Exercise brief =
Can you copy the listing below line for line, from its first line through the line containing "x=161, y=249"?

Record extracts =
--------------------------------

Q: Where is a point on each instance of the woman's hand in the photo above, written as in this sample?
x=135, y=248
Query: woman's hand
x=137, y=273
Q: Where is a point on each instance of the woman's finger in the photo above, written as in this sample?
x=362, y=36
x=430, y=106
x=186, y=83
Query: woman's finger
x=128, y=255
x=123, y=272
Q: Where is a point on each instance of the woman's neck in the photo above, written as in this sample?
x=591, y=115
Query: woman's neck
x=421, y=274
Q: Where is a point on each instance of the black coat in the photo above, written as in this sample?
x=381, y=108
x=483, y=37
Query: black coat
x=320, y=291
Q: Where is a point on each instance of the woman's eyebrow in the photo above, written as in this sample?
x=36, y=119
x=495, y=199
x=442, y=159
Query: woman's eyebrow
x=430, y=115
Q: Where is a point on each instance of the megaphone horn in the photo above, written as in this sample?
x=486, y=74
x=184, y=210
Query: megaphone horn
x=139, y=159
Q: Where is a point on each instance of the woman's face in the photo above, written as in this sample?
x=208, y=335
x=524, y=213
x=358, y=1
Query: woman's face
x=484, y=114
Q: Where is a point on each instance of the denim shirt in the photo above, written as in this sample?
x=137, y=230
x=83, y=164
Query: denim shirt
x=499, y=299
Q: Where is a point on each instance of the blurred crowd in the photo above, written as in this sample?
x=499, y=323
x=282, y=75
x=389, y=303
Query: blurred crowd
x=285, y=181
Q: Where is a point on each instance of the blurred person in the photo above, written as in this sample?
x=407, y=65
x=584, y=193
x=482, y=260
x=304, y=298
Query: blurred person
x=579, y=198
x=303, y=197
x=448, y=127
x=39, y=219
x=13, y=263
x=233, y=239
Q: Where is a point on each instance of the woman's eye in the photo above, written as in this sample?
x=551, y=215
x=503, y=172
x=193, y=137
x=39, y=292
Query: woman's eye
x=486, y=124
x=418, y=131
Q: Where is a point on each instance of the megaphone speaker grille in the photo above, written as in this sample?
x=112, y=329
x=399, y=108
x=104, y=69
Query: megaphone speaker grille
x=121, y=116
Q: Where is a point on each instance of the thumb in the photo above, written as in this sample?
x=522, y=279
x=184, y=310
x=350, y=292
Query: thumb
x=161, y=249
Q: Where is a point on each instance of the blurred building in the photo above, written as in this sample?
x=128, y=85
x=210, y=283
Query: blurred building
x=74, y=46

--------------------------------

Response to the task =
Q: Where is a point on each instance of the woman's hand in the photo above, written as in this sample?
x=135, y=248
Query: woman's hand
x=137, y=273
Q: Where is a point on each instance of the woman's finger in the photo above, written as in this sample?
x=362, y=36
x=430, y=106
x=186, y=83
Query: woman's finger
x=128, y=255
x=123, y=272
Q: Where is a point on each instance of the woman's neck in the photo above, written as in this sample?
x=591, y=115
Query: woman's neck
x=421, y=274
Q: Where is a point on each instance of the black coat in the photo above, written as in this sample?
x=381, y=108
x=483, y=37
Query: black coat
x=320, y=291
Q: Where is a point on each instance of the woman's eyebrow in the photo above, written as in this sample?
x=36, y=119
x=495, y=199
x=442, y=159
Query: woman's eyebrow
x=430, y=115
Q: Where is a point on each instance of the megaphone horn in the photo above, written as in this sample?
x=486, y=74
x=184, y=210
Query: megaphone horn
x=139, y=159
Q: Where is a point on each instance of the woman's face in the photo above, written as in this sample?
x=208, y=335
x=524, y=213
x=358, y=1
Query: woman's face
x=484, y=114
Q: Where is a point on each instance of the denim shirt in the photo above, written as in this sample?
x=137, y=230
x=83, y=164
Query: denim shirt
x=499, y=299
Q: Where is a point on each instance of the blurred crowd in the photo above, written as in this sample?
x=499, y=323
x=282, y=75
x=389, y=303
Query: blurred crowd
x=285, y=181
Q: Where is a point on each instance of the blurred person in the photo above, written as in this sample?
x=407, y=65
x=584, y=193
x=482, y=260
x=304, y=298
Query: blurred person
x=579, y=198
x=303, y=197
x=448, y=127
x=39, y=219
x=13, y=263
x=233, y=239
Q: Where is a point on each instance of the woman's eye in the photo above, written as in this sample?
x=551, y=215
x=503, y=172
x=193, y=137
x=39, y=292
Query: woman's eye
x=486, y=124
x=418, y=131
Q: Where is a point on each instance of the megaphone speaker grille in the photo above, written as in this sample?
x=112, y=329
x=399, y=108
x=104, y=69
Query: megaphone speaker grille
x=121, y=116
Q: Where is a point on each instance of the thumb in the photo above, written as in this sample?
x=522, y=279
x=184, y=310
x=350, y=292
Query: thumb
x=161, y=249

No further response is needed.